▶ What you should do: Output the data below in full, byte for byte. Nothing may differ.

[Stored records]
───

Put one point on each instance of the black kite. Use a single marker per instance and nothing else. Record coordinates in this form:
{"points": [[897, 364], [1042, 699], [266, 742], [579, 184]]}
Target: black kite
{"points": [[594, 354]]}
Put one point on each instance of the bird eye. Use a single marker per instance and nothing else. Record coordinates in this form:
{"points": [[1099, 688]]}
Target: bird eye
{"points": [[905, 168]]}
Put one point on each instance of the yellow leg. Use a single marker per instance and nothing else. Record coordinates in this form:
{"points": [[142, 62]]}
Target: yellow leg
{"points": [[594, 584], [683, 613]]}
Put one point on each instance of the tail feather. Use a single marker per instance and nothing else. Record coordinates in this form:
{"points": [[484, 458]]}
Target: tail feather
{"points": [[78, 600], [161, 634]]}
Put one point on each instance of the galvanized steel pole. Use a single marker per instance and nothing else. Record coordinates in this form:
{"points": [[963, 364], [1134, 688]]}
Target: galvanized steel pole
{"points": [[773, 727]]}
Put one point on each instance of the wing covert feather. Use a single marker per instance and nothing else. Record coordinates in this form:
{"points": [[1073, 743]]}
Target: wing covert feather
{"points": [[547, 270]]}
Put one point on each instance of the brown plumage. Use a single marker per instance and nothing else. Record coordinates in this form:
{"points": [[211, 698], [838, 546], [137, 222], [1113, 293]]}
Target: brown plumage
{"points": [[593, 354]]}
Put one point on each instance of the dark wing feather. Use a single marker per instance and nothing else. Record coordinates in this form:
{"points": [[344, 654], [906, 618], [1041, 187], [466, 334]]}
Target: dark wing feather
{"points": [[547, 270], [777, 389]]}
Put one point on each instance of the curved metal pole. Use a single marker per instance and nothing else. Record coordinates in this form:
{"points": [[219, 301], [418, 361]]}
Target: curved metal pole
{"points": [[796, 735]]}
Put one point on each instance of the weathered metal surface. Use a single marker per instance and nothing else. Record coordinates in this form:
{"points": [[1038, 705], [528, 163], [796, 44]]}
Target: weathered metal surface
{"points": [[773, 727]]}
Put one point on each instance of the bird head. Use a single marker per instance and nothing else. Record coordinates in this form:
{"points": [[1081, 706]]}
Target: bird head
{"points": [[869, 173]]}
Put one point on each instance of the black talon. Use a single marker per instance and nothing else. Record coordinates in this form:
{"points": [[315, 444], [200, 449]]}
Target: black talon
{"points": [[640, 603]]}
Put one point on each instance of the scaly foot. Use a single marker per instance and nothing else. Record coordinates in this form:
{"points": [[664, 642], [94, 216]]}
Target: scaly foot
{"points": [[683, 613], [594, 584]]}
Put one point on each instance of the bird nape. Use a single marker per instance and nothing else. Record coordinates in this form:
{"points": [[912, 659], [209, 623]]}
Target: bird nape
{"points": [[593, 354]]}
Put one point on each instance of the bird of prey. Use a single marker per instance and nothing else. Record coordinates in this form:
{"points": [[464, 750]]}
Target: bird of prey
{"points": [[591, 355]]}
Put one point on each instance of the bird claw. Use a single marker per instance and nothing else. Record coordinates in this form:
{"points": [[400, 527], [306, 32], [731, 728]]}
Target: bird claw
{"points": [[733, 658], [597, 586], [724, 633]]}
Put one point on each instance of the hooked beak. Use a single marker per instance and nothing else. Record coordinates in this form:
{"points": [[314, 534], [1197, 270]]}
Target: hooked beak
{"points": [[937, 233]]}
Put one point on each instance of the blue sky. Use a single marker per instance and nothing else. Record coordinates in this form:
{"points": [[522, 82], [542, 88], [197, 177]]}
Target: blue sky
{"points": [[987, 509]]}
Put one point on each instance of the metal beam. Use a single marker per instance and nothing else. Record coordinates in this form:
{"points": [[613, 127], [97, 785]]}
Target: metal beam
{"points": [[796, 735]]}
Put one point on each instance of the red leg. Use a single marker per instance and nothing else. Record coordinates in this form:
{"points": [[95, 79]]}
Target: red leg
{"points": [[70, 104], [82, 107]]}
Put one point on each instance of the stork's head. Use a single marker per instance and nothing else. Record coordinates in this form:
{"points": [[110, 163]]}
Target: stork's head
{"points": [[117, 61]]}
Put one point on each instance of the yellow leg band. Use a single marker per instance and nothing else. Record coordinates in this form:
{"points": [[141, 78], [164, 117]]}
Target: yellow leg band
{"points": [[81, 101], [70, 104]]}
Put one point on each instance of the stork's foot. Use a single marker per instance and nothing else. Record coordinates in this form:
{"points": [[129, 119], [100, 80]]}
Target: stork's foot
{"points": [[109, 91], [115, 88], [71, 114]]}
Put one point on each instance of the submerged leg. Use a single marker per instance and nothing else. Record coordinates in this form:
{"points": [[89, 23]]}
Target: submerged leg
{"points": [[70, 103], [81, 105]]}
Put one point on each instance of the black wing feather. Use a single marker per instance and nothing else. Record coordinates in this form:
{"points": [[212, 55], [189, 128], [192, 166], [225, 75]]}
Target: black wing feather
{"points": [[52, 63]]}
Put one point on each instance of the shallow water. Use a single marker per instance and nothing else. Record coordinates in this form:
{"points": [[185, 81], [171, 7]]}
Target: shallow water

───

▶ Result of this task:
Put one point on each instance of the black kite. Use a single marker per instance and nothing else. Record coordinates in this form:
{"points": [[897, 364], [1042, 699], [266, 742], [579, 184]]}
Target: black kite
{"points": [[594, 354]]}
Put one point on each instance of the bird eye. Use a single marker per instance and nothing else. Record coordinates in this form:
{"points": [[1099, 688]]}
Target: bird eye
{"points": [[905, 168]]}
Put one point on each instance of the yellow leg. Use a single marker per instance and nothing else. Record coordinates in this form:
{"points": [[142, 62]]}
Target: yellow leg
{"points": [[594, 584], [683, 613]]}
Put one point on each instance of the tail feather. Use a single marker per instance and nothing else. Record coordinates in this form:
{"points": [[484, 458]]}
Target: tail feather
{"points": [[78, 600], [161, 634]]}
Put one point on each instance of the galvanized steel pole. Use a single marker per instance and nothing else. Record coordinates in this form:
{"points": [[963, 364], [1134, 688]]}
Target: galvanized steel pole
{"points": [[773, 727]]}
Put one point on each instance of the wing covert feather. Use a single marker per instance and nothing else. Record coordinates in this form:
{"points": [[1073, 743]]}
Target: wing covert feather
{"points": [[547, 270]]}
Put one point on each instance of the brown plumage. Use a single marker per instance and nothing else. Record coordinates in this form:
{"points": [[211, 698], [838, 546], [137, 222], [1113, 293]]}
Target: brown plumage
{"points": [[593, 354]]}
Put one point on each instance of the dark wing feather. Use a single marker per instance and nothing else. Record coordinates in this form:
{"points": [[344, 654], [906, 618], [1041, 187], [466, 334]]}
Target: dark wing feather
{"points": [[547, 270], [777, 389]]}
Put one point on each instance of the curved metal pole. Use a single marker per instance and nothing else. Record coordinates in this form:
{"points": [[219, 301], [418, 361]]}
Target: curved metal pole
{"points": [[796, 735]]}
Put one point on each instance of the weathered metal surface. Use a single marker per instance and nothing else. Record coordinates in this form:
{"points": [[1038, 705], [528, 163], [796, 44]]}
Target: weathered metal surface
{"points": [[773, 727]]}
Put one point on each instance of the bird head. Use a single marker per instance and nothing else. Record coordinates in this form:
{"points": [[1081, 706]]}
Target: bird head
{"points": [[869, 173]]}
Put one point on each instance of the black talon. Use a single marker per instance and nothing else. Record coordinates in this form:
{"points": [[315, 444], [200, 449]]}
Target: black talon
{"points": [[640, 603]]}
Put one point on each instance of the scaly foot. Use a single marker per instance and nothing else. Record coordinates in this form:
{"points": [[664, 642], [94, 216]]}
Target: scaly foot
{"points": [[683, 613], [594, 584]]}
Put one point on each instance of the bird nape. Use a single marker per instance and nothing else. Record coordinates in this form:
{"points": [[912, 659], [209, 623]]}
Target: bird nape
{"points": [[593, 354]]}
Put one point on each instance of the bird of prey. Use a single marker per instance and nothing else. Record coordinates in this form:
{"points": [[464, 750]]}
Target: bird of prey
{"points": [[591, 355]]}
Put one point on each instance of the bird claw. Use a single marker per instance and nothing else. Record coordinates in this form:
{"points": [[400, 527], [306, 32], [731, 728]]}
Target: bird claw
{"points": [[733, 658], [597, 586], [724, 633]]}
Put one point on each instance of the hooked beak. Use a single marker per instance and nothing else. Record coordinates in this form:
{"points": [[314, 534], [1197, 270]]}
Target: hooked beak
{"points": [[937, 233]]}
Put one point on each instance of the blue sky. Use a single marker per instance and nothing else. Record coordinates in this form:
{"points": [[522, 82], [542, 88], [197, 177]]}
Target: blue sky
{"points": [[987, 509]]}
Put one point on each instance of the metal beam. Use a single marker per instance and nothing else. Record coordinates in this form:
{"points": [[613, 127], [97, 785]]}
Target: metal beam
{"points": [[796, 735]]}
Put one point on each instance of the red leg. Use a single marker per instance and nothing else. Record coordinates in this form:
{"points": [[95, 79]]}
Target: red leg
{"points": [[70, 104], [82, 107]]}
Put one point on each instance of the stork's head. Use a single marker per instance and nothing else. Record coordinates in this form:
{"points": [[110, 163]]}
Target: stork's head
{"points": [[117, 61]]}
Put one point on each instance of the yellow leg band. Use a single marker per instance and nothing else. Record coordinates in this form:
{"points": [[141, 78], [164, 117]]}
Target: yellow leg band
{"points": [[81, 101], [70, 104]]}
Put one point on each instance of the stork's foot. Use a single marker per instance and nothing else. Record coordinates in this form:
{"points": [[129, 119], [100, 80]]}
Target: stork's foot
{"points": [[109, 91], [115, 88], [71, 114]]}
Put one point on each instance of the submerged leg. Use a single marker per instance and nothing else. Record coordinates in this form:
{"points": [[89, 23]]}
Target: submerged leg
{"points": [[70, 103], [81, 105]]}
Put one point on each instance of the black wing feather. Use a single marker per instance and nothing else. Record coordinates in this form:
{"points": [[212, 55], [189, 128], [192, 166], [225, 75]]}
Target: black wing feather
{"points": [[52, 63]]}
Put one point on each instance of the shallow water. Use a single marker per instance and nothing else. Record coordinates in this form:
{"points": [[185, 81], [171, 7]]}
Target: shallow water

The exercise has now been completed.